-- Given instruction --
Say whether each statement agrees with the forum thread about buying silver coins. Answer yes or no for each, and quote the words of the thread that decide it: (a) Ripon's local dealer lowered the per-coin markup on larger purchases; (b) jimb1972 is unwilling to pay $50 for a little over half an ounce of silver; (c) 1skrewsloose says the link states the coin is 99.9 silver.

-- Quoted passage --
────────────────────

# Good PM Buy



## Ripon (Dec 22, 2012)

Please note I do not recommend PMs as an investment. I do believe they'd make life a little easier during the start of a SHTF and well after (not much in between). As I recall people seem to complain (as I did as a youngster ) about the dealer mark up....."too much" I hear the cries. You see when I was 20 years old and working full time as a police officer and going to college full time I use to buy Canadian Maple. Leaf $5 silver one ounce coins. My local dealer charged me $5.90 plus tax and so it came to $6.25 most of the time. He didn't care if I bought 1, 5 or 20 he always charged me that same per coin mark up and it really bugged me. So much so that after 300 or 350 coins I quit. Over two years I bought from him and no break, but today I can't complain.

Now long story over here is a $50.00 and a $20.00 face value coin for sale, no shipping, and no mark up. It's a small coin with very little actual silver but it's face value is what you pay! That only goes down with inflation while the silver goes up. Nice play! 
$50 for $50 Fine Silver Coin - Snowy Owl (2014)


----------



## jimb1972 (Nov 12, 2012)

I like it, but I can't bring myself to pay $50 for a little over half an ounce of silver.


----------



## 1skrewsloose (Jun 3, 2013)

I don't understand, very little actual real silver. The link states 99.9 silver. Still spendy, but wonder what you meant.


----------



## 1skrewsloose (Jun 3, 2013)

1skrewsloose said:


> I don't understand, very little actual real silver. The link states 99.9 silver. Still spendy, but wonder what you meant.

────────────────────

-- Record extracts --
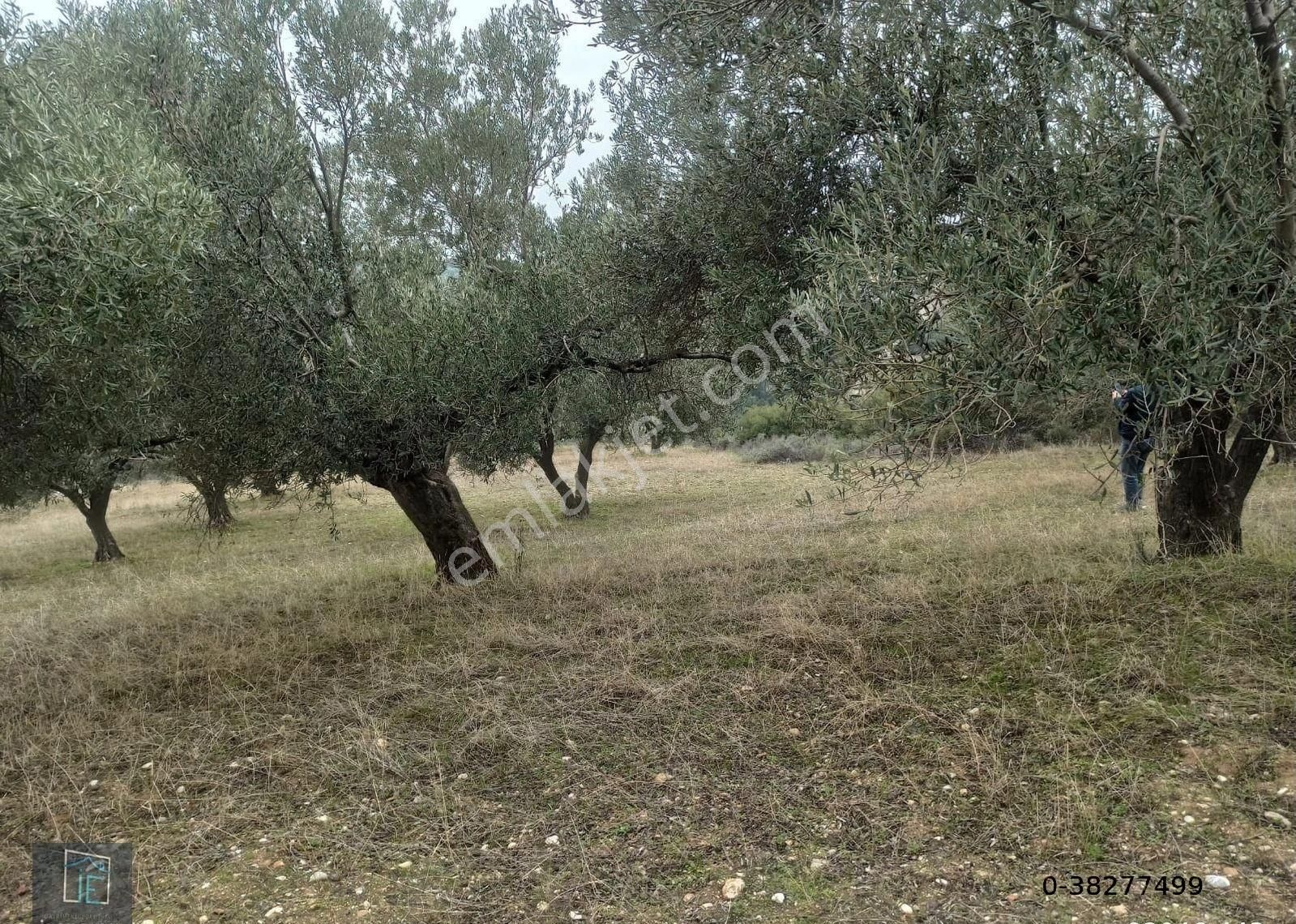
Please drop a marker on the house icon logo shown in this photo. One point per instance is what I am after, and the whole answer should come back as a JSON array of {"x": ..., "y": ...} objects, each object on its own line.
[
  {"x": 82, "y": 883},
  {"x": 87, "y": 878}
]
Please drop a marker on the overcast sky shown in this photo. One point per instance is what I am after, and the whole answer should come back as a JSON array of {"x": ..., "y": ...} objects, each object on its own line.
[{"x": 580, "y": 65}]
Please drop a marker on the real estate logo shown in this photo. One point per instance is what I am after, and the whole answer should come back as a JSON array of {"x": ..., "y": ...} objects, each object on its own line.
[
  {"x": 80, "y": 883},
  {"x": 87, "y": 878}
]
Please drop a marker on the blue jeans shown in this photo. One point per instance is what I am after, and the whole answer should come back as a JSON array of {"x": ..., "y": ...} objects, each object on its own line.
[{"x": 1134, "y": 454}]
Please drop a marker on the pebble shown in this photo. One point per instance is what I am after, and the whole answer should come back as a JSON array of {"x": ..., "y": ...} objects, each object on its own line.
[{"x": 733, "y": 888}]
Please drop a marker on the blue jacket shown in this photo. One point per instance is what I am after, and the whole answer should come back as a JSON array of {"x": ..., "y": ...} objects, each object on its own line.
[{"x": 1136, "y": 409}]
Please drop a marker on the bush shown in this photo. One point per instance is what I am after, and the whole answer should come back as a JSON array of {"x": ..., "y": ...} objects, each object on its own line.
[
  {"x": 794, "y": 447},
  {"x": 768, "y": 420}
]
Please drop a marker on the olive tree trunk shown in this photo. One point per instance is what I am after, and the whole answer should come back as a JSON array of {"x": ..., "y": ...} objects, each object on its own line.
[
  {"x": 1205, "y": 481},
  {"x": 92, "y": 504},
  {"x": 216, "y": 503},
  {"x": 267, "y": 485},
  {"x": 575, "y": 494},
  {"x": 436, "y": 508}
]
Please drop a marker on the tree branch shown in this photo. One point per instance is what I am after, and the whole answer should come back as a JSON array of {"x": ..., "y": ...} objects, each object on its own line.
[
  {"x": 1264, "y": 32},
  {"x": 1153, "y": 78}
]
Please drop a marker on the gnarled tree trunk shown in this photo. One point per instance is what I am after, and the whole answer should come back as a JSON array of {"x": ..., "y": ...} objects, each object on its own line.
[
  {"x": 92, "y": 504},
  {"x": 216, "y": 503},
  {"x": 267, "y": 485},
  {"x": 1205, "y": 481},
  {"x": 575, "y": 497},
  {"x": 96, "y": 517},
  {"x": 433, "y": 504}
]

────────────────────

-- Response to this task --
(a) No: "He didn't care if I bought 1, 5 or 20 he always charged me that same per coin mark up"
(b) Yes: "I can't bring myself to pay $50 for a little over half an ounce of silver."
(c) Yes: "The link states 99.9 silver."